--- Exercise requirements ---
Convert all of the records below into a JSON list of strings, with one string per line and blank lines omitted. Leave the pictures out.

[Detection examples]
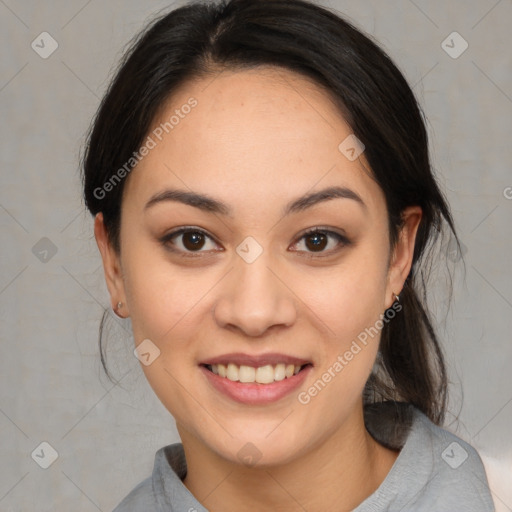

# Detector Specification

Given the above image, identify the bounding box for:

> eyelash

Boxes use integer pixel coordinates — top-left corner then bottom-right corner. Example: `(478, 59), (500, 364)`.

(160, 227), (351, 258)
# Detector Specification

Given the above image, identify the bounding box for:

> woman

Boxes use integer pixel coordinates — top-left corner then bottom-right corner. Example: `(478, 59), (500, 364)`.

(84, 0), (494, 512)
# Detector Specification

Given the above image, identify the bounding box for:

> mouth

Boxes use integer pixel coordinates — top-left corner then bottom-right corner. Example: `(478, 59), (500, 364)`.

(199, 354), (313, 405)
(201, 363), (312, 384)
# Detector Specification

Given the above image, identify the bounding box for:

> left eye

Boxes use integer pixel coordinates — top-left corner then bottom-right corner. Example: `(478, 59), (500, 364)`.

(288, 228), (349, 253)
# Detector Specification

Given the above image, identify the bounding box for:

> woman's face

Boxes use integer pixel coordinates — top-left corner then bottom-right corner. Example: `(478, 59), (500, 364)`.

(96, 68), (421, 464)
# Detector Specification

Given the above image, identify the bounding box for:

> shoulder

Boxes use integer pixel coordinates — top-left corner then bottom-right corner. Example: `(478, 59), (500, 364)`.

(356, 402), (495, 512)
(113, 477), (158, 512)
(409, 409), (494, 512)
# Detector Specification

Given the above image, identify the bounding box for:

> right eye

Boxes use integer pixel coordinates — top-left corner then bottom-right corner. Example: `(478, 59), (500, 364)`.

(160, 227), (218, 256)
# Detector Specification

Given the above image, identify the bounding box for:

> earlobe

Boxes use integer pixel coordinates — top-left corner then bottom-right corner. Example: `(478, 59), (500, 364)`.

(386, 206), (422, 307)
(94, 212), (128, 318)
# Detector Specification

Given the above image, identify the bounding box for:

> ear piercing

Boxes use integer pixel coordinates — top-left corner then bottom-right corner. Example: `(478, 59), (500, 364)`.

(114, 301), (124, 318)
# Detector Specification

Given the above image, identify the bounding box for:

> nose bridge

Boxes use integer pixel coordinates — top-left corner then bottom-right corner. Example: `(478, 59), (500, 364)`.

(214, 240), (296, 336)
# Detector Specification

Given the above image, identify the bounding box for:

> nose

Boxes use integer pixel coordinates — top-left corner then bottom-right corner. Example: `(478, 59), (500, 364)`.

(213, 251), (297, 337)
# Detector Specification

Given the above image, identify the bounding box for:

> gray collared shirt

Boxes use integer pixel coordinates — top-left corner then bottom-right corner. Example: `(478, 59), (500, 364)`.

(114, 402), (495, 512)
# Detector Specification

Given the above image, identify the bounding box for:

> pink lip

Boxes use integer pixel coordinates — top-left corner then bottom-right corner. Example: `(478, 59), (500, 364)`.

(200, 352), (311, 368)
(199, 359), (313, 405)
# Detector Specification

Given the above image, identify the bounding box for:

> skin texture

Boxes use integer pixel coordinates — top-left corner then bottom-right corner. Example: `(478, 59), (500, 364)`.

(95, 67), (421, 512)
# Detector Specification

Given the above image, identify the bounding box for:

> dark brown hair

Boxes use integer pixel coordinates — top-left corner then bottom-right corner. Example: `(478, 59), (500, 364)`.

(83, 0), (458, 424)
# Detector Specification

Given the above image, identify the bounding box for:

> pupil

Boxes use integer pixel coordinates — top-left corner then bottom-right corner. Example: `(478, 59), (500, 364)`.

(308, 233), (327, 249)
(183, 232), (204, 249)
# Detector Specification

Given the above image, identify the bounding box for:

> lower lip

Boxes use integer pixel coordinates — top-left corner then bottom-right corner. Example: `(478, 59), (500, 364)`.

(199, 365), (313, 405)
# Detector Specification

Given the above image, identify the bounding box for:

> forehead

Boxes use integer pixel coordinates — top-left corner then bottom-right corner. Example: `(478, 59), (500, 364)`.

--- Written answer ---
[
  "# Detector Specification",
  "Given the above image, identify the bounding box for:",
  "> eyelash",
  "Boxes use integer pixel coordinates — top-left corner then bottom-right corner. Example: `(478, 59), (500, 364)`.",
  "(160, 227), (351, 258)",
  "# Detector Specification",
  "Given the above image, identify the bounding box for:",
  "> woman",
  "Boxes use integer pixel coordinates — top-left corner then bottom-right corner. Example: `(478, 59), (500, 364)`.",
  "(84, 0), (494, 512)",
  "# Detector Specification",
  "Given the above image, identify the bounding box for:",
  "> mouth",
  "Boxes use integer pixel coordinates — top-left corner then bottom-right corner. Example: `(478, 59), (500, 364)`.",
  "(199, 354), (313, 405)",
  "(201, 363), (312, 384)",
  "# Detector Specification",
  "Given the above image, identify the bounding box for:",
  "> left eye",
  "Boxes use integer pixel coordinates — top-left corner then bottom-right corner. Example: `(478, 59), (500, 364)`.",
  "(288, 228), (349, 253)",
  "# Detector Specification",
  "Given the above image, identify the bounding box for:",
  "> woman's face",
  "Boxes use integer pixel coordinates — top-left corner then bottom-right corner. Example: `(478, 59), (500, 364)`.",
  "(96, 68), (421, 464)",
  "# Detector Specification",
  "Given the above image, identify the bounding box for:",
  "> shoulder",
  "Boxes use integer pixel coordinates — top-left corner then bottom-right corner. Example: `(478, 59), (500, 364)`.",
  "(356, 402), (495, 512)",
  "(113, 477), (158, 512)",
  "(409, 409), (494, 512)",
  "# Detector Specification",
  "Given the above image, identify the bounding box for:",
  "> right eye",
  "Boxes use integer pixel coordinates — top-left corner then bottom-right corner. Example: `(478, 59), (500, 364)`.",
  "(160, 227), (218, 256)",
  "# Detector Specification",
  "Given the above image, identify the bounding box for:",
  "> earlobe",
  "Boxes use integer pixel coordinates — top-left corner then bottom-right corner. Example: `(478, 59), (500, 364)`.",
  "(386, 206), (422, 307)",
  "(94, 212), (128, 318)",
  "# Detector Specification",
  "Given the above image, identify the bounding box for:",
  "> ear piercing",
  "Boxes use integer pixel coordinates — top-left corner then bottom-right corner. Example: `(478, 59), (500, 364)`.",
  "(114, 301), (124, 318)",
  "# Detector Specification",
  "Given the above image, identify the bounding box for:",
  "> nose bridge",
  "Boxes use integer pixel coordinates — top-left corner then bottom-right corner. Example: `(478, 59), (500, 364)`.",
  "(214, 240), (296, 336)",
  "# Detector Specification",
  "Given the above image, identify the bounding box for:",
  "> nose",
  "Boxes use integer pixel coordinates — top-left corner then bottom-right corner. Example: `(478, 59), (500, 364)`.",
  "(213, 251), (297, 337)",
  "# Detector Specification",
  "Given the above image, identify the bounding box for:",
  "> gray collared shirt",
  "Boxes use integer pixel coordinates — top-left corner then bottom-right corner. Example: `(478, 59), (500, 364)`.",
  "(114, 402), (495, 512)",
  "# Detector Specification",
  "Given the above image, identify the bounding box for:",
  "> pink lip",
  "Boxes use integer pixel coordinates — top-left corner then bottom-right corner. Example: `(478, 59), (500, 364)`.",
  "(200, 352), (311, 368)",
  "(199, 359), (313, 405)",
  "# Detector Specification",
  "Given the above image, identify the bounding box for:",
  "> skin texture",
  "Boxes use integer pixel coordinates — top-left corner then bottom-right corner. Example: `(478, 59), (500, 364)`.",
  "(95, 67), (421, 512)",
  "# Detector Specification",
  "Given the above image, identify the bounding box for:",
  "> dark brown hair",
  "Boxes use integer pixel coordinates — top-left corner then bottom-right corner. Example: `(478, 59), (500, 364)`.",
  "(83, 0), (458, 424)",
  "# Detector Specification",
  "Given the above image, identify the bounding box for:",
  "> pupil",
  "Boxes use integer pixel coordinates — top-left corner then bottom-right corner. Example: `(478, 59), (500, 364)`.",
  "(308, 233), (327, 249)",
  "(183, 232), (204, 249)",
  "# Detector Specification",
  "Given the above image, identify the bounding box for:",
  "> lower lip",
  "Boxes use integer pixel coordinates — top-left corner then bottom-right corner. Example: `(478, 59), (500, 364)`.",
  "(199, 365), (313, 405)",
  "# Detector Specification",
  "Given the above image, identify the bounding box for:",
  "> forehead",
  "Boxes use integer pixel coordinates — top-left corner then bottom-right corner. Example: `(478, 59), (500, 364)`."
]